__Problem requirements__
Each entry has to be reproduced in full, exactly as given.

__Dataset__
====
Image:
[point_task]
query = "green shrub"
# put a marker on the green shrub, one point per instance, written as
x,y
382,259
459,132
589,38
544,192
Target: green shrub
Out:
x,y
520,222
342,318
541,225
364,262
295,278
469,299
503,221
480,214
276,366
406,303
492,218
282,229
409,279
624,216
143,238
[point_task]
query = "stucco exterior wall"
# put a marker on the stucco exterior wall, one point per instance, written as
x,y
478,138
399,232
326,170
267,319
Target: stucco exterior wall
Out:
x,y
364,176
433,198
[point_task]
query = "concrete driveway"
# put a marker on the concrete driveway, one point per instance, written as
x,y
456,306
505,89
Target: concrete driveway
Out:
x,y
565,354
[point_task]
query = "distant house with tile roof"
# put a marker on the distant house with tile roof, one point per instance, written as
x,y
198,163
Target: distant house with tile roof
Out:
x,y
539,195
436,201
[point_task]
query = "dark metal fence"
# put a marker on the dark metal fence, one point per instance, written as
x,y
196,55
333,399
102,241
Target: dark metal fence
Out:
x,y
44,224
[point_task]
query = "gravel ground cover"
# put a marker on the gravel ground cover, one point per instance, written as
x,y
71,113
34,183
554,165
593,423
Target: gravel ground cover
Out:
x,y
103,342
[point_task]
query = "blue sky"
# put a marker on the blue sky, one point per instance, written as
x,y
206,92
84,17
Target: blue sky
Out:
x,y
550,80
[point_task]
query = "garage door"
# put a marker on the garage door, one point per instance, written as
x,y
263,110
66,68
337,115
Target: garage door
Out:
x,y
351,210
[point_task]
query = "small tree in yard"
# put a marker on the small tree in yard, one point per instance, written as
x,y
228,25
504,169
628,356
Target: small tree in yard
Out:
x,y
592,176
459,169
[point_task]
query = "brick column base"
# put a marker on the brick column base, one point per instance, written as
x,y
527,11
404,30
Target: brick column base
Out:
====
__Your solution__
Image:
[point_task]
query = "green shrub"
# put a marker on the green shrub, one point per instance, written as
x,y
382,259
459,132
589,38
544,192
Target: green shrub
Out:
x,y
520,222
342,318
541,225
364,262
295,278
469,299
503,221
480,214
276,366
406,303
492,218
282,229
409,279
624,216
143,238
[point_task]
query = "stucco exterior wall"
# put a marker on the stucco exterior wall, one point per instance, written as
x,y
478,138
399,232
326,170
267,319
Target: stucco exterior wall
Out:
x,y
364,176
433,198
[point_task]
query = "concrete driveway"
# put a marker on the concrete driveway, one point per instance, written as
x,y
456,306
505,89
Target: concrete driveway
Out:
x,y
565,354
[point_task]
query = "distant house with tile roof"
# put a marker on the distant house with tile roof, one point per instance, written as
x,y
198,163
Target: distant house with tile roof
Out:
x,y
539,195
436,201
[point_task]
query = "dark metal fence"
# put a marker on the dark metal fence, one point per instance, written as
x,y
196,55
333,399
102,241
Target: dark metal fence
Out:
x,y
44,224
[point_task]
query = "gravel ground cover"
# put a marker on the gravel ground cover, one point per instance, written as
x,y
71,113
34,183
554,165
593,423
Target: gravel ground cover
Out:
x,y
103,342
[point_task]
query = "blue sky"
# put a marker on the blue sky, one point per instance, written as
x,y
206,92
84,17
Target: blue sky
Out:
x,y
550,80
[point_task]
query = "garage door"
# put a marker on the garage door, one point per instance, written as
x,y
263,110
66,68
337,115
Target: garage door
Out:
x,y
351,210
[point_task]
query = "small tree in yard"
# put a marker on the small tree in yard, one point per instance, written as
x,y
228,25
504,169
628,356
Target: small tree in yard
Out:
x,y
592,176
459,169
[point_task]
query = "brick column base"
# put a marker on the brick column base, one point per instance, written as
x,y
527,11
404,30
Target: brick column base
Out:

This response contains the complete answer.